> **WORK ITEM**:
Write out word for word the part of the metabolic reconstruction text that opens with the words containing "Metabolic reconstruction." and closes with "consistency and refinement.".

> **DOCUMENT SECTION**:
Metabolic reconstruction.
Recon3D has been assembled using multiple data sources, that is, HMR 2.00 (ref. 6) (2,478 reactions), metabolomics data sets (1,865 reactions), a drug module22 (721 reactions), a transport module (51 reactions), host–microbe reactions (24 reactions), absorption and metabolism of dietary compounds (20 reactions), and others (1,004 reactions). The 'others' category included reactions that captured metabolism in specific human organs, (e.g., kidney), as well as novel metabolic pathways of lipoproteins, bile acids, and sphingolipids. The expansion of Recon 2 was performed in an iterative manner (Supplementary Fig. 1). With each addition, there followed extensive model debugging and manual curation for flux consistency and refinement.

> **RECORD EXTRACTS**:

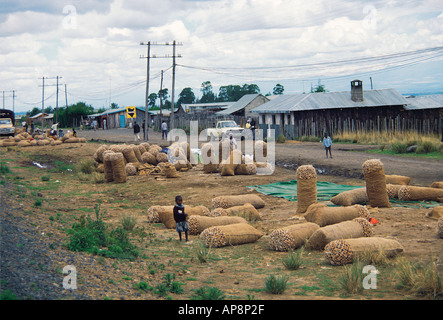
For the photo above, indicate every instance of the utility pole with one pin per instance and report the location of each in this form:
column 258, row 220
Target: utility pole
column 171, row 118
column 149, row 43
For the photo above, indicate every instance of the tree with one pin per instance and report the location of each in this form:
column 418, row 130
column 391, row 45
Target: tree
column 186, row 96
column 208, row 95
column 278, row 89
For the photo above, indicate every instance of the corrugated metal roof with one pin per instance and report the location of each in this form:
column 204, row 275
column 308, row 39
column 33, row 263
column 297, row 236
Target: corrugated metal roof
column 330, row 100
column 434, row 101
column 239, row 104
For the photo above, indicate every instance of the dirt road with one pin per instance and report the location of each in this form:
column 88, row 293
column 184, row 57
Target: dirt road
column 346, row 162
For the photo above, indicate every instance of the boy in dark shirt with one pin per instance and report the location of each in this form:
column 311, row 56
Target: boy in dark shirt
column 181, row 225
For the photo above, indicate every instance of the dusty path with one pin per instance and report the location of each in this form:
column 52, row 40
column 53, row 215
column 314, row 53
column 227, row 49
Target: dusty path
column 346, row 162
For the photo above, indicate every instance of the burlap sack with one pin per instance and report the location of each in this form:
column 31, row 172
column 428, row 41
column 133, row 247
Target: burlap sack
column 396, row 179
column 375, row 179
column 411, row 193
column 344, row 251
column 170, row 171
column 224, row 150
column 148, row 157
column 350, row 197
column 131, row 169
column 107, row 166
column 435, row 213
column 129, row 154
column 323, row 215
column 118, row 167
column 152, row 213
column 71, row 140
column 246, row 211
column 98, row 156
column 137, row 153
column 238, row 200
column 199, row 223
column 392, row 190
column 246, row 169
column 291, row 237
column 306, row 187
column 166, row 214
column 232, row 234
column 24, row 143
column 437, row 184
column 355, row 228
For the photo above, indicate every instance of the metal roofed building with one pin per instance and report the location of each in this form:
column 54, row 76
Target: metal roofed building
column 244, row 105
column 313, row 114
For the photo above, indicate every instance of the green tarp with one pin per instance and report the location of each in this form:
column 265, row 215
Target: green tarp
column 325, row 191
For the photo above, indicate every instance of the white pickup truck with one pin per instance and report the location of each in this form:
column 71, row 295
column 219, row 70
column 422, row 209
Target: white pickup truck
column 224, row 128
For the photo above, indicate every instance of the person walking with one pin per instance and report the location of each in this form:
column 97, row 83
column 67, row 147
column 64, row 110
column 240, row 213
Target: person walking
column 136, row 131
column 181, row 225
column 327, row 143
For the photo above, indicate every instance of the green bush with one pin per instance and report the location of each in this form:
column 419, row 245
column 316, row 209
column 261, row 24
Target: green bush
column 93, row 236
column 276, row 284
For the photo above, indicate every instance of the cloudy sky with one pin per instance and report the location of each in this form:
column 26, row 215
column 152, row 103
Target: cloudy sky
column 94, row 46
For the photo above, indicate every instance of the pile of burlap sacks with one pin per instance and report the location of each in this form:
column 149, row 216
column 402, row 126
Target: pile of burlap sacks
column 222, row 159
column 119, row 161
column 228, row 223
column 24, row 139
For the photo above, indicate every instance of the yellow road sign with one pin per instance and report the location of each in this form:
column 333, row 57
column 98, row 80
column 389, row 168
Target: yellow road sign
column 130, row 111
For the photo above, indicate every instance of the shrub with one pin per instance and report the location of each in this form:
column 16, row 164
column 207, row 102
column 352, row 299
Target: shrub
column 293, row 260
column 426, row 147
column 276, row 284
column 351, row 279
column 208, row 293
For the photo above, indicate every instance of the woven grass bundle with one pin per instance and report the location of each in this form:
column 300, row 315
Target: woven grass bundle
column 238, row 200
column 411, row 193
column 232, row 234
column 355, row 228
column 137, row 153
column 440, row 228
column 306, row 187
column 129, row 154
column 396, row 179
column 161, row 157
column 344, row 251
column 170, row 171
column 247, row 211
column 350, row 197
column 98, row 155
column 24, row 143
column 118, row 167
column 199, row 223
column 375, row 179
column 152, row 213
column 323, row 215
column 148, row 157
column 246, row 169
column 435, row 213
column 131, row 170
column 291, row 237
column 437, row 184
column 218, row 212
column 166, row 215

==

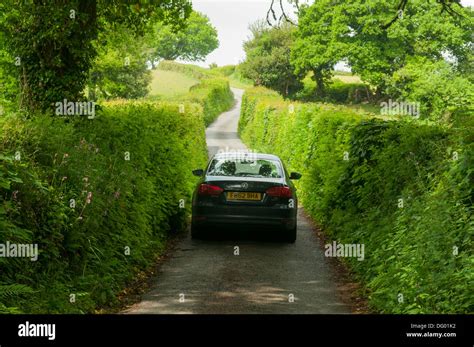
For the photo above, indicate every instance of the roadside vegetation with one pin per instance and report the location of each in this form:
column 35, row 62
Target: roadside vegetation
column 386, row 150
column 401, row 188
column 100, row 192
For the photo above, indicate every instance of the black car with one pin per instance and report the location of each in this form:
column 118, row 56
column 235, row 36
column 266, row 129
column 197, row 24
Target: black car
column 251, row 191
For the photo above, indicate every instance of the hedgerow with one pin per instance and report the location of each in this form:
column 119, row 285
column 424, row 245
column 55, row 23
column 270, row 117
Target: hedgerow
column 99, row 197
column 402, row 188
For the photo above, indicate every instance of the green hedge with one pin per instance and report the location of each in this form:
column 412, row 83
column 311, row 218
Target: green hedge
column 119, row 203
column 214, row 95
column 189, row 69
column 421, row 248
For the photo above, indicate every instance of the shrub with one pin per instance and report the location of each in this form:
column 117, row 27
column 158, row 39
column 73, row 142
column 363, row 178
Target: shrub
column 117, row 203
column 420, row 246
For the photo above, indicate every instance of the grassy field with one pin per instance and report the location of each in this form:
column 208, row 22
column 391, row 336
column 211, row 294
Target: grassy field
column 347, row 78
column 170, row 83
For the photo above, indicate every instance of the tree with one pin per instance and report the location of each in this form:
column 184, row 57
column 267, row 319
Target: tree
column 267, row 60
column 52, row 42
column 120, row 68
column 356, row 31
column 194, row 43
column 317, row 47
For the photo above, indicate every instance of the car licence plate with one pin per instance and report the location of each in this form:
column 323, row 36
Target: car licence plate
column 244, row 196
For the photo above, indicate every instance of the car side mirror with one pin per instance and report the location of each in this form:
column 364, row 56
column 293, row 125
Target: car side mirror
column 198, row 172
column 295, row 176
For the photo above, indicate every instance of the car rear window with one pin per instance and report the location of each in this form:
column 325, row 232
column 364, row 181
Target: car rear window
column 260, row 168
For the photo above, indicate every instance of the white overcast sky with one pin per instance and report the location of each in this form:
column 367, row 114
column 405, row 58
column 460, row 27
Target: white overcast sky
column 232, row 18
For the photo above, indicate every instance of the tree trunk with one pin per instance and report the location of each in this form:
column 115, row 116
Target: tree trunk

> **TASK RESPONSE**:
Metabolic reconstruction.
Recon3D has been assembled using multiple data sources, that is, HMR 2.00 (ref. 6) (2,478 reactions), metabolomics data sets (1,865 reactions), a drug module22 (721 reactions), a transport module (51 reactions), host–microbe reactions (24 reactions), absorption and metabolism of dietary compounds (20 reactions), and others (1,004 reactions). The 'others' category included reactions that captured metabolism in specific human organs, (e.g., kidney), as well as novel metabolic pathways of lipoproteins, bile acids, and sphingolipids. The expansion of Recon 2 was performed in an iterative manner (Supplementary Fig. 1). With each addition, there followed extensive model debugging and manual curation for flux consistency and refinement.